*** Opening of Input ***

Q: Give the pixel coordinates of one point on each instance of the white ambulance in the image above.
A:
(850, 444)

*** Close of Input ***
*** Opening of Input ***

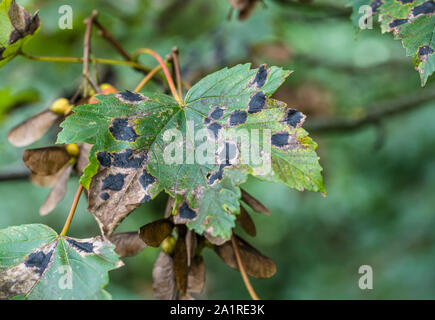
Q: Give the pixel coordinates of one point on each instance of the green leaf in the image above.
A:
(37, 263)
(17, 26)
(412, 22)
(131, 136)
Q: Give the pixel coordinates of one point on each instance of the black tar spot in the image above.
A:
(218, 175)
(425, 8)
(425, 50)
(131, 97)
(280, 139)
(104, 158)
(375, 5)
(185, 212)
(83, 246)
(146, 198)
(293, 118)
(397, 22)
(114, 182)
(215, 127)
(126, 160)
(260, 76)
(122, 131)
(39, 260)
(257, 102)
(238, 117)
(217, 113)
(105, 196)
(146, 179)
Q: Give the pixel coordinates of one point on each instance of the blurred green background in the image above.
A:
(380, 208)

*** Close of Input ***
*** Opening of Input ***

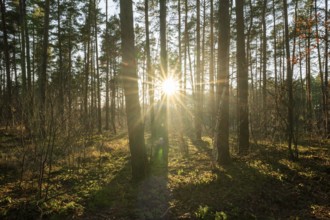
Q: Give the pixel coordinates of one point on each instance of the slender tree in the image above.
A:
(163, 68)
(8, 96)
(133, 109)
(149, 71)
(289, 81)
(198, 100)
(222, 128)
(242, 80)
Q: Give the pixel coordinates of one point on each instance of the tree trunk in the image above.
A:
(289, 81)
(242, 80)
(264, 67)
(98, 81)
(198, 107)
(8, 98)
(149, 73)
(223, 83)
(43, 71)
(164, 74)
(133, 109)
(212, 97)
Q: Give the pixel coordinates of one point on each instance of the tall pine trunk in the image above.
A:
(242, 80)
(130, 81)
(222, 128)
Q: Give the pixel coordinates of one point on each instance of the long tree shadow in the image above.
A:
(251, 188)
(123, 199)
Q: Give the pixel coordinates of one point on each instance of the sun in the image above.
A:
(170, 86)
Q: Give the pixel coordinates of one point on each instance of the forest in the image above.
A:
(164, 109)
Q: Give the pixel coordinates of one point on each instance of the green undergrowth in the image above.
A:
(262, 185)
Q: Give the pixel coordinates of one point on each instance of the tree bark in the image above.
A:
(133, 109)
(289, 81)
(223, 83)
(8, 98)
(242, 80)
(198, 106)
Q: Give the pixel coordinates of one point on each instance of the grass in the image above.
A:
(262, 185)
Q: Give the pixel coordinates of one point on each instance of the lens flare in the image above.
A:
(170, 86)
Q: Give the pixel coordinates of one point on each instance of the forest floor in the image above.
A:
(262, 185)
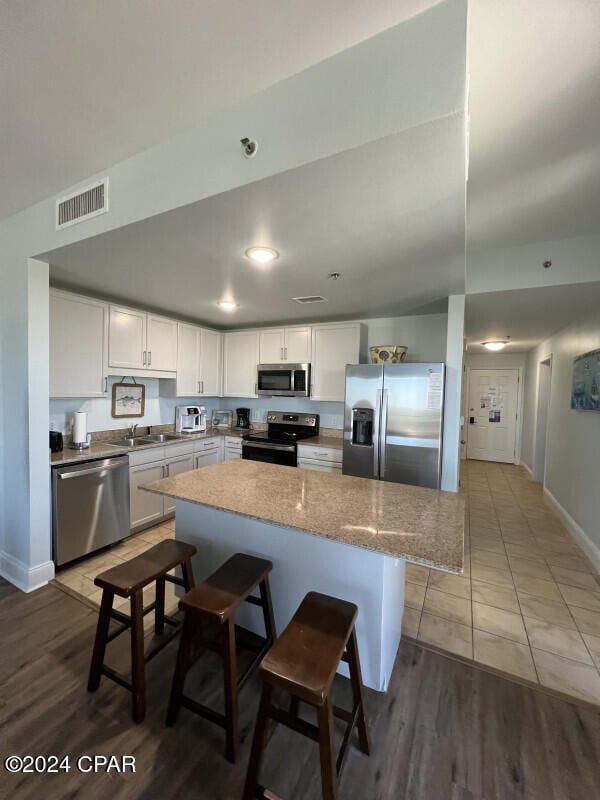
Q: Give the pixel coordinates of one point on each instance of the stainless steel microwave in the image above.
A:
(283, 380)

*** Close of Input ***

● **What to produce**
From the listing above, return every line that contains the word "green".

● **Task result**
Q: Give the pixel coordinates of one point on each instance of the green leaf in the image above.
Q: Give the pixel coordinates of one point on each instance of the blurred green background in the image above.
Q: Give the pixel coordinates of one point on each instance of the green undergrowth in the image above.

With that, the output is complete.